Copy the data below word for word, starting at the line that contains "Could you point to the agave" and ending after the line that contains "point(36, 165)".

───── INFORMATION SUPPLIED

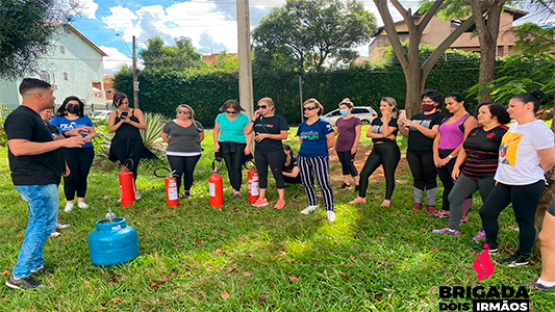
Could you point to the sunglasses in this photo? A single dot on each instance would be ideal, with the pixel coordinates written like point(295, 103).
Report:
point(310, 108)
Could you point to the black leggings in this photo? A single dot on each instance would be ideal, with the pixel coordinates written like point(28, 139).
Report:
point(275, 160)
point(348, 163)
point(423, 170)
point(445, 175)
point(525, 200)
point(128, 149)
point(79, 161)
point(233, 162)
point(184, 166)
point(386, 154)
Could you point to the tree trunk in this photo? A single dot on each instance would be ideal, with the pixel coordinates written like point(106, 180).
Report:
point(487, 68)
point(487, 26)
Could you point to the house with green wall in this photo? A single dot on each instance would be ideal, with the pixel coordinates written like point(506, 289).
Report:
point(73, 66)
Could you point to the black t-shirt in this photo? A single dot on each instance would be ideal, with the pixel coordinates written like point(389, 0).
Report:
point(418, 143)
point(47, 168)
point(53, 130)
point(482, 152)
point(377, 125)
point(291, 165)
point(272, 125)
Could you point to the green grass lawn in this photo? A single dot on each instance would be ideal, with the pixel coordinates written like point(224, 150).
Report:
point(239, 258)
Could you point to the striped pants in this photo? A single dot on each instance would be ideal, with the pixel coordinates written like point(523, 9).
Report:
point(309, 166)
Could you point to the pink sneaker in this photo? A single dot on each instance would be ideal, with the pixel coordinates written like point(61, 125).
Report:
point(442, 214)
point(416, 207)
point(447, 231)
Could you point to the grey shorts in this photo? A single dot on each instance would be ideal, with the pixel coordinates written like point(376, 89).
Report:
point(551, 208)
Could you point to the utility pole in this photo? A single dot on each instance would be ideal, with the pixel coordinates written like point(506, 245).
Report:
point(135, 82)
point(245, 68)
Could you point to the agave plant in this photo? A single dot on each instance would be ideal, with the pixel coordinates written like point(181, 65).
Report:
point(152, 135)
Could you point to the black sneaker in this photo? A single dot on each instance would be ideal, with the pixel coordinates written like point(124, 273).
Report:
point(534, 284)
point(515, 260)
point(27, 283)
point(43, 270)
point(345, 186)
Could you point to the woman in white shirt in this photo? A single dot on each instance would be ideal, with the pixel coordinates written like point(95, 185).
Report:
point(527, 151)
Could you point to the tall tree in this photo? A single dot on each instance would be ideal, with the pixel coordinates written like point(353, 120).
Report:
point(416, 74)
point(26, 32)
point(312, 31)
point(487, 16)
point(181, 56)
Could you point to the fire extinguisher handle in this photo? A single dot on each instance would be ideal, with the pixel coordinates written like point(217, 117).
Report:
point(215, 168)
point(163, 175)
point(249, 162)
point(127, 164)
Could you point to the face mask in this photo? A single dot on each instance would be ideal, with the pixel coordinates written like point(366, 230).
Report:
point(73, 110)
point(428, 107)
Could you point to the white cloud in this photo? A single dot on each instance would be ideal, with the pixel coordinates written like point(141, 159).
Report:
point(87, 8)
point(120, 19)
point(115, 60)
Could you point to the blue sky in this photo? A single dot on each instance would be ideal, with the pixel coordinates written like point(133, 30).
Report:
point(211, 24)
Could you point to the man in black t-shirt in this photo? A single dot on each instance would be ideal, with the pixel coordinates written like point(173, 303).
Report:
point(36, 165)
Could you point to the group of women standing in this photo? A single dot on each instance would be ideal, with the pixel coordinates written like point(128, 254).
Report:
point(506, 165)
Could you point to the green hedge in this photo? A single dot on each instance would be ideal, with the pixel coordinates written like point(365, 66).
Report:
point(163, 92)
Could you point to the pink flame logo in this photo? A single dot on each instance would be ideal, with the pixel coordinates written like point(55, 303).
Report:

──────────

FINISHED ANSWER
Could you point to the agave plant in this photo? A single dot on each instance would be ideal, with the pixel coordinates written like point(181, 65).
Report:
point(152, 135)
Could you point to the black sneaker in this photo? A single dot on each instance would be ideal, with the pixel coordinates written like point(124, 273).
Report:
point(534, 284)
point(515, 260)
point(27, 283)
point(43, 270)
point(345, 186)
Could you point to the woman in white shirt in this photo? A single dot on each instance would be ideal, with the pixel coordinates written like point(95, 185).
Report:
point(527, 151)
Could you point to the tall tree in this photo? A single dot on each instance would be ideal, with the pixel coordinates written like point(353, 120).
Report:
point(416, 74)
point(26, 32)
point(312, 31)
point(487, 16)
point(181, 56)
Could you point to the fire extinguisher handle in this photo? A single dot on each instance would be ideal, with the pixel coordinates written like point(217, 117).
Report:
point(215, 168)
point(163, 175)
point(249, 162)
point(127, 164)
Could you point to the face mask in this photo? A single dot on each instance would be ideal, with the pixel coordinates written like point(366, 230).
Report:
point(73, 110)
point(428, 107)
Could you point to the white cloud in this photo? A single dot on each instance would be ideal, with the pixel coordinates written like point(141, 159).
Report:
point(87, 8)
point(120, 19)
point(115, 60)
Could you point to the blue sky in this photo? A single dot on each instance would be ideal, with the pixel coordinates written like point(133, 30).
Report:
point(211, 24)
Could you point to the man in black t-shirt in this photo? A single dot on each instance would be ideal, with the pixel coordinates written like point(173, 303).
Report:
point(36, 165)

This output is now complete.